▶ [TASK DIRECTIONS]
Could you repeat all of the entries exactly, leaving out any pictures?

▶ [EXERCISE INPUT]
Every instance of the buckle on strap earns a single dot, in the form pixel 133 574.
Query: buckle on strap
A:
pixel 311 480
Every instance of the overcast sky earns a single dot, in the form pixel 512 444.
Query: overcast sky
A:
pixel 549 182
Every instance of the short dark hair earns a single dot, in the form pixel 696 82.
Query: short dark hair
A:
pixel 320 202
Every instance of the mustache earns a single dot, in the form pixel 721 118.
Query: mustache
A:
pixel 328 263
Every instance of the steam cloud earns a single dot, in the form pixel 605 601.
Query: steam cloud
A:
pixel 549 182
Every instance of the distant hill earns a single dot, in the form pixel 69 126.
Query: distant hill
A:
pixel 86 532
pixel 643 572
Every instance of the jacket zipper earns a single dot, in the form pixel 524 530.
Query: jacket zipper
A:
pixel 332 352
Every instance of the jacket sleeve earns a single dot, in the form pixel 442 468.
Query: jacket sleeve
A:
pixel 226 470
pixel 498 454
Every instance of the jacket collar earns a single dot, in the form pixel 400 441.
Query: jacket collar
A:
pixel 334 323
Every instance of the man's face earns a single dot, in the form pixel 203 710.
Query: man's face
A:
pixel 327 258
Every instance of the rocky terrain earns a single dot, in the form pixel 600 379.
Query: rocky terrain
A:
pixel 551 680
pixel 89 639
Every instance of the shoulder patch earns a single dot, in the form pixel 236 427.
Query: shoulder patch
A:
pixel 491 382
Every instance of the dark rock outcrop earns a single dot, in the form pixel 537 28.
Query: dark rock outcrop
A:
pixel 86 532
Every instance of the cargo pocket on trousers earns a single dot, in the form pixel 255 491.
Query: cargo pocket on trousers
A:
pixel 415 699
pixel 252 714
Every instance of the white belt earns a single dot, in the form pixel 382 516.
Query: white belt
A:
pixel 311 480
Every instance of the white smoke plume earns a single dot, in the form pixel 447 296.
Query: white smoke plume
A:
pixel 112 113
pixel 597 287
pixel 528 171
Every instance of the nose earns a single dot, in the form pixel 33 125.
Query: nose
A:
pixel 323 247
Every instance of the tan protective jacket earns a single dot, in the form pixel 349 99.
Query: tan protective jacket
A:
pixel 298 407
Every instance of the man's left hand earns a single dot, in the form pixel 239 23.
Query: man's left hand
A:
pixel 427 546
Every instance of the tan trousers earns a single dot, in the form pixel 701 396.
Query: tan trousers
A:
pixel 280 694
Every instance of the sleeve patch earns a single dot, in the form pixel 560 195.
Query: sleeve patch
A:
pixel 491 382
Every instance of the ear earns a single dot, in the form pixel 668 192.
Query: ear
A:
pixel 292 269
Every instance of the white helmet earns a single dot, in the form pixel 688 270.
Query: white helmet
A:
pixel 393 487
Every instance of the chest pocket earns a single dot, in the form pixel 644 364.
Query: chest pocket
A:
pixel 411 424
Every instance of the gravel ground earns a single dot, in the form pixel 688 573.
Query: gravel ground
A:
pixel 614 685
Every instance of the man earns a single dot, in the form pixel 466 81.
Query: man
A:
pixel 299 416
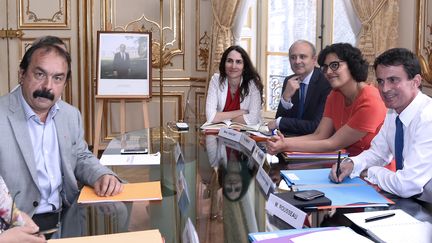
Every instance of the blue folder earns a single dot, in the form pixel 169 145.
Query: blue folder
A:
pixel 351 192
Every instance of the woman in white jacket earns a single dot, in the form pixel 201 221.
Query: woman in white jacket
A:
pixel 236 92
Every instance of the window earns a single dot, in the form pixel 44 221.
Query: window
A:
pixel 282 22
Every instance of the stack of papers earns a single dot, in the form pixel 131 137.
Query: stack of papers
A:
pixel 401 227
pixel 130 159
pixel 350 193
pixel 230 124
pixel 151 236
pixel 143 191
pixel 315 156
pixel 325 234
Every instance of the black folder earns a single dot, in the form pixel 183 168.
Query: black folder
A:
pixel 301 204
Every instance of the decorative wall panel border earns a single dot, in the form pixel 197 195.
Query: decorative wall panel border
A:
pixel 44 14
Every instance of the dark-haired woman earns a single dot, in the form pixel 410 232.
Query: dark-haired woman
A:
pixel 235 93
pixel 354 111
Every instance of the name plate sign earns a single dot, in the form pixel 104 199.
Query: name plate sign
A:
pixel 230 134
pixel 285 211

▶ [TASK RESULT]
Every instance of the buckle on strap earns a single dot, in the form pixel 133 574.
Query: buckle on strap
A:
pixel 311 480
Every instance of the overcast sky earns a single dot, in the form pixel 512 444.
Query: overcast sky
A:
pixel 549 182
Every instance of the short dark hair earns a single dot, in the form pixel 696 82.
Query: short dark hair
A:
pixel 320 202
Every instance of the mustache earns a single dot, in the form pixel 721 118.
Query: mustache
A:
pixel 328 263
Every instance of the steam cloud earns a single dot, in the form pixel 605 601.
Query: steam cloud
A:
pixel 549 182
Every instance of the distant hill earns a single dot, in the form pixel 69 126.
Query: distant hill
A:
pixel 86 532
pixel 643 572
Every instance of the jacket zipper earns a single dot, in the form pixel 524 530.
Query: jacket zipper
A:
pixel 332 352
Every instance of the jacket sleeve earns a single dot, in the form pixel 442 468.
Query: jacket sleeve
A:
pixel 226 470
pixel 498 454
Every instance of the jacket collar earns a single dot, in the form pixel 400 441.
Query: jacket collar
A:
pixel 334 323
Every instance of the man's face earns a single dot, in the form pixel 203 710.
Query: man's face
A:
pixel 327 258
Every instance of the rocky terrain earns a single dot, in the form pixel 600 379.
Query: rocky terrain
A:
pixel 551 680
pixel 89 639
Every instance of the shoulder patch earns a single dot, in the form pixel 236 427.
Query: shoulder patch
A:
pixel 491 382
Every instance of the dark rock outcrop earns a single dot, in the form pixel 537 28.
Query: dark rock outcrop
A:
pixel 86 532
Every instance of the cargo pocket on trousers earns a single dot, in the form pixel 255 491.
Query: cargo pocket on trousers
A:
pixel 415 699
pixel 252 714
Every instance of the white belt earns a single dot, in the form pixel 382 516.
Query: white belt
A:
pixel 311 480
Every instance of the white smoke plume earns a single dot, in the form pixel 447 296.
Query: white smoke plume
A:
pixel 112 113
pixel 597 287
pixel 528 171
Every instance of the nose earns a single dot, in the form pixel 33 125.
Query: nose
A:
pixel 323 247
Every instance of the tan protective jacket earns a single dot, in the form pixel 349 99.
Query: tan protective jacket
A:
pixel 298 407
Every instance of the man's left hand earns a single dot, in the form pixel 239 23.
Query: man's left hand
A:
pixel 427 546
Every instance of the tan trousers earns a single dot, in the form pixel 701 396.
Query: tan trousers
A:
pixel 280 694
Every instance of the sleeve patch earns a single dot, in the form pixel 560 195.
Query: sleeve patch
A:
pixel 491 382
Every instance of the ear earns a single dot, in the form pixel 668 192.
Query: ear
A:
pixel 292 269
Every instance of the white helmet earns a single dot, in the form pixel 688 270.
Query: white helmet
A:
pixel 393 487
Every instance of the chest pocket earns a single dot, in the form pixel 644 364.
Query: chest pocket
A:
pixel 411 424
Every instance of the gravel ground earns a single dot, in the form pixel 688 573.
Query: gravel ground
A:
pixel 614 685
Every instance of the man earns a single dot, in the form pixel 466 81.
Query: man
A:
pixel 299 416
Every instance of the blue folder earns a single dot, in the form pixel 169 145.
Query: blue folder
A:
pixel 351 192
Every instance of the woman in white jacket earns a single dot, in the form pixel 201 221.
Query: woman in white jacket
A:
pixel 236 92
Every instance of the window earns a single dot, in the form pixel 44 221.
Query: window
A:
pixel 282 22
Every instance of the stack of papers earns a single dot, in the form pixel 131 137.
Query: stack of papers
A:
pixel 401 227
pixel 130 159
pixel 350 193
pixel 230 124
pixel 151 236
pixel 143 191
pixel 315 156
pixel 325 234
Every instance of the black folder earns a single dot, in the form pixel 183 168.
Query: black folder
A:
pixel 301 204
Every instance of the decorative wall panel border earns a single dot, in the form pixel 197 195.
Query: decorative wall panel border
A:
pixel 44 14
Every instance of the dark-haired woman earns a single dot, in the form pixel 410 232.
Query: dark-haired woman
A:
pixel 235 93
pixel 354 111
Every instance of the name plate sign earns a single dot, in the form pixel 104 199.
Query: name plate sign
A:
pixel 230 134
pixel 285 211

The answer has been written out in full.